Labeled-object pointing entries
- - -

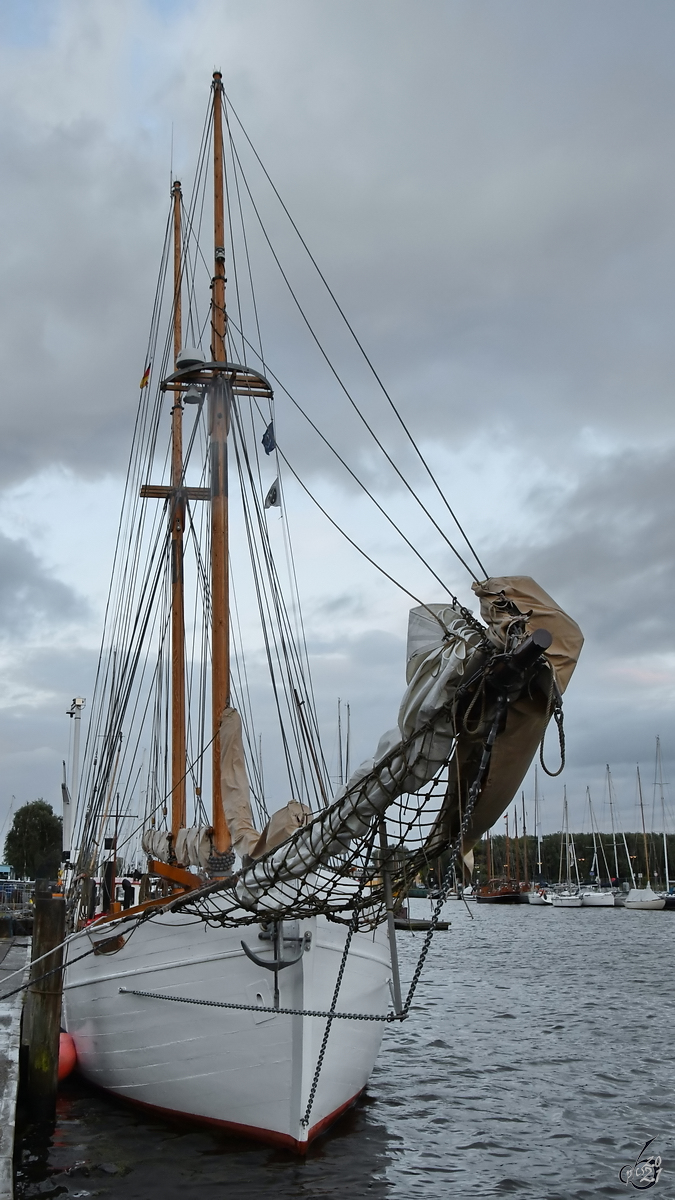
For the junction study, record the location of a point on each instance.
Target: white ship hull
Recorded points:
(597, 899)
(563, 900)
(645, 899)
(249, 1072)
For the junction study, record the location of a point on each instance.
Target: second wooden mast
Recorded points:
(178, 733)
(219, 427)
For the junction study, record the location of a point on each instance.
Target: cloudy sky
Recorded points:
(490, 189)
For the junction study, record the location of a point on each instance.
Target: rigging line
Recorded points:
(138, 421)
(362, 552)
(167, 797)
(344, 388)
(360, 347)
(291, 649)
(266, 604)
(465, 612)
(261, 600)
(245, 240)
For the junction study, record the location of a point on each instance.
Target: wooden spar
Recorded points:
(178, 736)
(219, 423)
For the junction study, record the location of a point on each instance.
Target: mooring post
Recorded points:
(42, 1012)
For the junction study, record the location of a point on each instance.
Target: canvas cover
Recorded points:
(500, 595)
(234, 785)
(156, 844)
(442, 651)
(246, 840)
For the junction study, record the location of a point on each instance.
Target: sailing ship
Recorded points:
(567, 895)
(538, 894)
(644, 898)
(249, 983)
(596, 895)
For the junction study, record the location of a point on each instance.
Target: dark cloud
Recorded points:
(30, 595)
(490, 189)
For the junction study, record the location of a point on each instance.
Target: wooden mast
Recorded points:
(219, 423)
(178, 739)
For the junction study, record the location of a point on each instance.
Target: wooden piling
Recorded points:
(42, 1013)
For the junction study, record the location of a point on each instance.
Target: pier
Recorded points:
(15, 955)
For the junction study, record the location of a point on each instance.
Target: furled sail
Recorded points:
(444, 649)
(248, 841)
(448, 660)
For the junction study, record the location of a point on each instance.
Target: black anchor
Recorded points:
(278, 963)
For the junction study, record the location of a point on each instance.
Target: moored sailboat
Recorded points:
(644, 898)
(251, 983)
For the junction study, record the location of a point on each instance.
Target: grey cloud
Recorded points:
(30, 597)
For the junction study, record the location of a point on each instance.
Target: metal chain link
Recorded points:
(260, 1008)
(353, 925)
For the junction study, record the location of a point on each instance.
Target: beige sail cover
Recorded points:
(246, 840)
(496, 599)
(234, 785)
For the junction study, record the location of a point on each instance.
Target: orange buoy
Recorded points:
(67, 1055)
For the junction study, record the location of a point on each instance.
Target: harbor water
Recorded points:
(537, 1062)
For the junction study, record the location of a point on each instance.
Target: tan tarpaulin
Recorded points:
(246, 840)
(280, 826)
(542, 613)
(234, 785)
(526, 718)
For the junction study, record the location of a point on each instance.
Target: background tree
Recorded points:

- - -

■ WHAT YOU SHOULD DO: The listing above needs to be output again exactly. Don't include the pictures.

■ FINAL RESULT:
For the junction study, record the location of a point on each instance.
Target: white ship hull
Recorded points:
(597, 899)
(563, 900)
(645, 899)
(249, 1072)
For the junction study, record the location of a point on each instance.
Target: second wooden mast
Recorded points:
(178, 733)
(219, 427)
For the junction study, record the location of a point on each instance.
Target: cloudy sky
Recorded points:
(490, 189)
For the junction study, record the location of a point on each instance.
Target: rigging line
Recorded points:
(138, 421)
(362, 552)
(167, 797)
(344, 388)
(360, 347)
(291, 649)
(266, 604)
(465, 612)
(261, 600)
(245, 240)
For the junction study, record the location of a point on each instance.
Target: wooden spar
Recorded points:
(178, 736)
(219, 423)
For the junction study, record the location of a point on each instance.
Target: mooring post
Recorded points:
(42, 1012)
For the junction study, record the location of a point on each instance.
Target: canvas cover
Recorded points:
(500, 595)
(234, 785)
(156, 844)
(442, 651)
(246, 840)
For the junction study, record the location of a point on each instance.
Target: sailing ship
Recorded points:
(567, 895)
(538, 894)
(644, 898)
(249, 983)
(596, 895)
For the junction study, record the location of a point on each instance.
Target: dark cloud
Recorded points:
(30, 595)
(490, 189)
For the junction study, record the location of a point on each instance.
Target: wooden mast
Recorded points:
(219, 423)
(178, 739)
For the junction study, record the location of a point on each instance.
Target: wooden piling
Recorded points:
(42, 1013)
For the junction study, record the location of a point on each instance.
Target: pier
Recorded points:
(15, 955)
For the junction study, record the location of a point on each instance.
Target: furled sail
Recorded points:
(444, 649)
(248, 841)
(448, 660)
For the junction study, record the location of a point on each instance.
Target: black anchor
Recorded points:
(278, 963)
For the junction study, record the location of a point on each instance.
Target: moored sailboat
Recorded points:
(644, 898)
(251, 983)
For the junction study, record the location of a point on each instance.
Target: grey cloud
Recorded points:
(30, 597)
For the junction study, record the location of a point on each instance.
Target: metal chain link
Recorded points:
(260, 1008)
(353, 925)
For the junction study, record the location of a point on each instance.
Target: beige sail cover
Recorded points:
(246, 840)
(496, 599)
(234, 785)
For the junction study, record the location of a point on each instance.
Target: orange buoy
Recorded points:
(67, 1055)
For the junction study, record the location of a point on each instance.
Target: harbor water
Recorded points:
(537, 1062)
For the junction study, record the location of a point on each instance.
Target: tan tarpaulin
Recorded points:
(246, 840)
(280, 826)
(542, 613)
(234, 785)
(526, 718)
For the junction study, record the location of a point on each instance.
Target: background tree
Recorded points:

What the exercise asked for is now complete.